## Assigned task
Print every record below exactly as written.

(Saved entries)
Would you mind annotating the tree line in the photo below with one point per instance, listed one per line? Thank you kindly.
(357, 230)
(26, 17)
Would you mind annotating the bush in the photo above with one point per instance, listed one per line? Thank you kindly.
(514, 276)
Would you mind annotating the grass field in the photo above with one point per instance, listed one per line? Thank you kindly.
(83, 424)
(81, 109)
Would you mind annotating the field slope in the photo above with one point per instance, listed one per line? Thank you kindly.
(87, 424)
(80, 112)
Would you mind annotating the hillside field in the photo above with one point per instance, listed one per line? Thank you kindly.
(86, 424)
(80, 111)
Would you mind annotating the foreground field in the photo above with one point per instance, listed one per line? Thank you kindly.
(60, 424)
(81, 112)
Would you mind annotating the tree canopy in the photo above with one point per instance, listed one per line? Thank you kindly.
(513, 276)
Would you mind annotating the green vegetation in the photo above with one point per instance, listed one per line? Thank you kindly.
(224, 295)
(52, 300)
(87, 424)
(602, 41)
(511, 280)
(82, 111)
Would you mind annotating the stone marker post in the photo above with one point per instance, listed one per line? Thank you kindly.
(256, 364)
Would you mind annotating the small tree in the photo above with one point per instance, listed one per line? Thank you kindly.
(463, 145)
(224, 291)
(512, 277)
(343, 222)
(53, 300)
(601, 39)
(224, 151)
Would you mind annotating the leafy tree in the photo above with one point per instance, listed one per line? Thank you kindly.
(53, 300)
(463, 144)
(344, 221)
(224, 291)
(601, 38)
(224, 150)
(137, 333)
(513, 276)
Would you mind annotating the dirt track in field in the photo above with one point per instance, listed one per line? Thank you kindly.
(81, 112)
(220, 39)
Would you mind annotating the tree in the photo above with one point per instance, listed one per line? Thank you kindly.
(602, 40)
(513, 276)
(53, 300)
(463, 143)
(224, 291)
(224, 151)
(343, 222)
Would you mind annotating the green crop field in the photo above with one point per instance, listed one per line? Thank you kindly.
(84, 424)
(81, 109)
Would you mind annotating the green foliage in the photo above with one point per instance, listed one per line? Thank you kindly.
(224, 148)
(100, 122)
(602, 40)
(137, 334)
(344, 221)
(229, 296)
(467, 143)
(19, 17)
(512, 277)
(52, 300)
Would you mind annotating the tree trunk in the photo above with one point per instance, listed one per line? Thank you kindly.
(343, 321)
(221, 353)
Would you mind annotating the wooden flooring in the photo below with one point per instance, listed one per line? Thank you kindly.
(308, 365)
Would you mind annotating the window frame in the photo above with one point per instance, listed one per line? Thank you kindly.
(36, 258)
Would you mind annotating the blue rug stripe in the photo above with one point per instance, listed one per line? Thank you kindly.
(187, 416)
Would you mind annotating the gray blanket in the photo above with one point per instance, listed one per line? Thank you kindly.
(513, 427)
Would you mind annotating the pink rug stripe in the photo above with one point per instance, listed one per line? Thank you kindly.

## Exercise response
Would you mind annotating the tree line in the photo below with one point per instance, listed one per line? Thank you kindly.
(357, 230)
(26, 17)
Would you mind annotating the bush in the photo above with one point per instance, listed one per line? Thank you kindly.
(514, 276)
Would you mind annotating the grass field in the photo above with one point per instance, listed one per line? Thank you kindly.
(83, 424)
(81, 109)
Would you mind annotating the field slope in the photo above with one point per instance, listed one per line? Thank you kindly.
(87, 424)
(80, 112)
Would you mind annotating the hillside field in the photo above with one point per instance, listed one per line? Thank you kindly.
(86, 424)
(80, 111)
Would you mind annotating the foreground field in the photo above with one point per instance, listed one per line? Thank you kindly.
(60, 424)
(81, 112)
Would you mind annotating the tree canopy in the photo above with one point per instance, listed one per line? Thank you kindly.
(513, 276)
Would you mind annotating the green vegetation in the photo above with one point per instance, listed one per line? Thank you kindly.
(224, 295)
(52, 300)
(87, 424)
(602, 41)
(511, 280)
(82, 111)
Would you mind annotating the stone marker post in the photo above with one point per instance, listed one per line? Thank you kindly.
(256, 364)
Would you mind annotating the small tree in the photo above with one point per instance, listed one per line? Thank you kindly.
(463, 145)
(224, 291)
(512, 277)
(343, 222)
(53, 300)
(601, 39)
(224, 151)
Would you mind annotating the leafy tree in the photo above with one point per instance, listed one per line? Thank you kindly.
(53, 300)
(463, 144)
(344, 221)
(224, 291)
(601, 38)
(224, 150)
(137, 333)
(513, 276)
Would you mind annotating the dirt track in field in the photo above with one point per instance, listed one per line? Thank you kindly.
(81, 112)
(220, 39)
Would you mind annotating the tree in the photo above with one point per instance, listed one per line? Thank you kindly.
(602, 40)
(513, 276)
(53, 300)
(463, 143)
(224, 291)
(224, 151)
(343, 222)
Would you mind annotating the green crop field in the photo above with one point per instance, listed one per line? Thank you kindly.
(84, 424)
(81, 109)
Would you mind annotating the green foliage in the photo above with one point per instance, listed one per line? Thank you kindly.
(224, 148)
(100, 122)
(602, 40)
(137, 334)
(344, 221)
(229, 296)
(467, 143)
(19, 17)
(512, 277)
(52, 300)
Would you mind annotating the tree trunk in the photo above with one point per instance, listed one per line? Thank you kindly.
(343, 321)
(221, 353)
Would you mind annotating the wooden flooring in the photo below with one point per instance, listed one per line? Thank you kindly.
(308, 365)
Would you mind annotating the window frame in the photo above with one point per instance, listed one per line? Thank you kindly.
(36, 258)
Would you mind annotating the blue rug stripe in the photo above with one point per instance, listed one per line? Thank you kindly.
(187, 416)
Would you mind annotating the gray blanket in the photo above with one point per instance, listed one per line? Thank you kindly.
(513, 427)
Would you mind annotating the pink rug stripe in the photo above with one point per instance, listed one per line? Thank you kindly.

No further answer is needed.